RECORDS PROVIDED:
#####

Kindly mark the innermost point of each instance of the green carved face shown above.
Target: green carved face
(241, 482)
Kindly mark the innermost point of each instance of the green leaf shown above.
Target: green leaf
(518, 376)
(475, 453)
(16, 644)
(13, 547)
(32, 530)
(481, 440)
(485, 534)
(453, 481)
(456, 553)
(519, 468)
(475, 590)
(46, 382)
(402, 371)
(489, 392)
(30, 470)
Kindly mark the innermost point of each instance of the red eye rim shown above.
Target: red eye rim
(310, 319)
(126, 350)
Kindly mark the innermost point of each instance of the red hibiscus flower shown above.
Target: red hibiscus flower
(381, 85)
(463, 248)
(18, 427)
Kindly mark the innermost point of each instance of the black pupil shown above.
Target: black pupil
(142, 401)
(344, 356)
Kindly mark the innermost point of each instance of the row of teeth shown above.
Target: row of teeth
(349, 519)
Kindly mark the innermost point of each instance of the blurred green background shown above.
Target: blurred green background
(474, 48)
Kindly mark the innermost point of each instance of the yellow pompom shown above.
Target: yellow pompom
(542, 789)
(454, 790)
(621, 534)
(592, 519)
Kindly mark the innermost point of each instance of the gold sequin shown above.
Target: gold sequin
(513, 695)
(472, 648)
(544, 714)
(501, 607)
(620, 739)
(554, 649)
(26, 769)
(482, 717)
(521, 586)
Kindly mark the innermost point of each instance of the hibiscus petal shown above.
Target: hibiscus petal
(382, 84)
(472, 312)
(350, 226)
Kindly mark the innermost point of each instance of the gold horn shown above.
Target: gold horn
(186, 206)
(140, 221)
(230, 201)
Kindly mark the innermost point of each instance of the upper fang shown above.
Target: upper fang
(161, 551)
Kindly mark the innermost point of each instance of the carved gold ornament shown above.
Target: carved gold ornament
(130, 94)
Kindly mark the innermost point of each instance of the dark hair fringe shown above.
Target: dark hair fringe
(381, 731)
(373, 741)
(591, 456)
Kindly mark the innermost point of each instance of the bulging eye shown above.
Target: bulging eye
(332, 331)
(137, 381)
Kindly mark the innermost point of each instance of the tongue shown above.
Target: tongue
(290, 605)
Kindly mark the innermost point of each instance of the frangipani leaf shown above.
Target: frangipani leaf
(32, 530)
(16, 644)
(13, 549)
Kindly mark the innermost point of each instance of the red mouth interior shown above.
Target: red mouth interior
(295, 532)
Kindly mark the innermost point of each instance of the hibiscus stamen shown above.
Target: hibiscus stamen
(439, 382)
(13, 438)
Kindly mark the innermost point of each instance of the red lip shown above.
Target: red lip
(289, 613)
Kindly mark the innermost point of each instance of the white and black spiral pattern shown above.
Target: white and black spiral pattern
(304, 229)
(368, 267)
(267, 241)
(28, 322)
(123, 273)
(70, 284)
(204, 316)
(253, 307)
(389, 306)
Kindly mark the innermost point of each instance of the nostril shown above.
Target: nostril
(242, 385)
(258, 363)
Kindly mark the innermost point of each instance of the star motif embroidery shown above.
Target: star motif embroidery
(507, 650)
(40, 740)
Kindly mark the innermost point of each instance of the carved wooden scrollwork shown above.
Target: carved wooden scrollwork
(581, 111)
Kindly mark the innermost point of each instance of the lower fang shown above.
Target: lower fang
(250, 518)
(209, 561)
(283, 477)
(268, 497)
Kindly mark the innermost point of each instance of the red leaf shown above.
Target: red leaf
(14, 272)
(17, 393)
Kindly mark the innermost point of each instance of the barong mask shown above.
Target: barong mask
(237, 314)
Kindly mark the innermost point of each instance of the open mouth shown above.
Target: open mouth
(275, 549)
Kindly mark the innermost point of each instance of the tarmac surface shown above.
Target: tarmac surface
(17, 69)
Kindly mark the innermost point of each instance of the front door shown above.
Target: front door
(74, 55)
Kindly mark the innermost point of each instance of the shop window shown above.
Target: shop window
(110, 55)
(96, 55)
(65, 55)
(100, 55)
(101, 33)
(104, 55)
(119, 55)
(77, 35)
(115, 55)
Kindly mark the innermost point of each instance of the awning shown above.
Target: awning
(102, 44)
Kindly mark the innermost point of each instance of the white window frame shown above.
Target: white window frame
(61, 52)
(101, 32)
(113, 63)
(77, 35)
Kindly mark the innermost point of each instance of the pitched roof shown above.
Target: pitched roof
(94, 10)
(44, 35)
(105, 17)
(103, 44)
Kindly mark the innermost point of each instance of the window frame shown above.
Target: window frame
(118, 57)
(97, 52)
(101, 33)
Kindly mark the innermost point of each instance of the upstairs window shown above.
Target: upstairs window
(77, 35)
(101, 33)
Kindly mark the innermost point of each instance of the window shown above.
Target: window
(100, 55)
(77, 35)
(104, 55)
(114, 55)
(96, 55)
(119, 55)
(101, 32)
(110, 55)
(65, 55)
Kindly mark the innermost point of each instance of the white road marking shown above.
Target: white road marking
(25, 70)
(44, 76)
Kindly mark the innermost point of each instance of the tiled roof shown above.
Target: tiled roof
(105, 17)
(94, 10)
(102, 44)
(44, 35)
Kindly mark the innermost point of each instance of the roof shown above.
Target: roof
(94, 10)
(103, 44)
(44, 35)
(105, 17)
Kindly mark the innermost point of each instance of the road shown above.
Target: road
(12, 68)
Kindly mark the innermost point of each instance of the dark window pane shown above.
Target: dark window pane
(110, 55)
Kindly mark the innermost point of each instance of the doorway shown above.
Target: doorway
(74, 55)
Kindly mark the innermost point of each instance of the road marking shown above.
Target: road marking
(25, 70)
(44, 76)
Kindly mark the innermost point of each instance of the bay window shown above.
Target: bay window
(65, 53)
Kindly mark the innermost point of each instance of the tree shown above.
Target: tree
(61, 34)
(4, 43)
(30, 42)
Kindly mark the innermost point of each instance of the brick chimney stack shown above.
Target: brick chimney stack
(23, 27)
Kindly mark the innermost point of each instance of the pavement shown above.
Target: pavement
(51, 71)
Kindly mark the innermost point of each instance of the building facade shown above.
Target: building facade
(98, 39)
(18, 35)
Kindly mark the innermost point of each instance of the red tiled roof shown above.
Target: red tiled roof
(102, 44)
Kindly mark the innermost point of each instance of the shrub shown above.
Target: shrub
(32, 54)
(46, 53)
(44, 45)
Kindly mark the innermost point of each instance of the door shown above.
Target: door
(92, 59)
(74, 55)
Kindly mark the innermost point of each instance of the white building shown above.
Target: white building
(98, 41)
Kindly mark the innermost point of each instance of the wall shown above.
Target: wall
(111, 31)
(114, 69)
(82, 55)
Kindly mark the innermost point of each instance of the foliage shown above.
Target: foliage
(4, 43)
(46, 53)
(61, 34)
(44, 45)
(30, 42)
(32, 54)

#####

WHAT IS BEING ASKED: Begin with the line that contains "Target: white building" and print each line exactly until the data ends, including the last line.

FINAL ANSWER:
Target: white building
(98, 41)
Kindly mark the innermost point of each instance of the wall shown above.
Target: wall
(111, 31)
(114, 69)
(82, 55)
Kindly mark the innermost point of each instance of the foliage shown above.
Target: foliage
(4, 43)
(46, 53)
(61, 34)
(44, 45)
(30, 42)
(32, 54)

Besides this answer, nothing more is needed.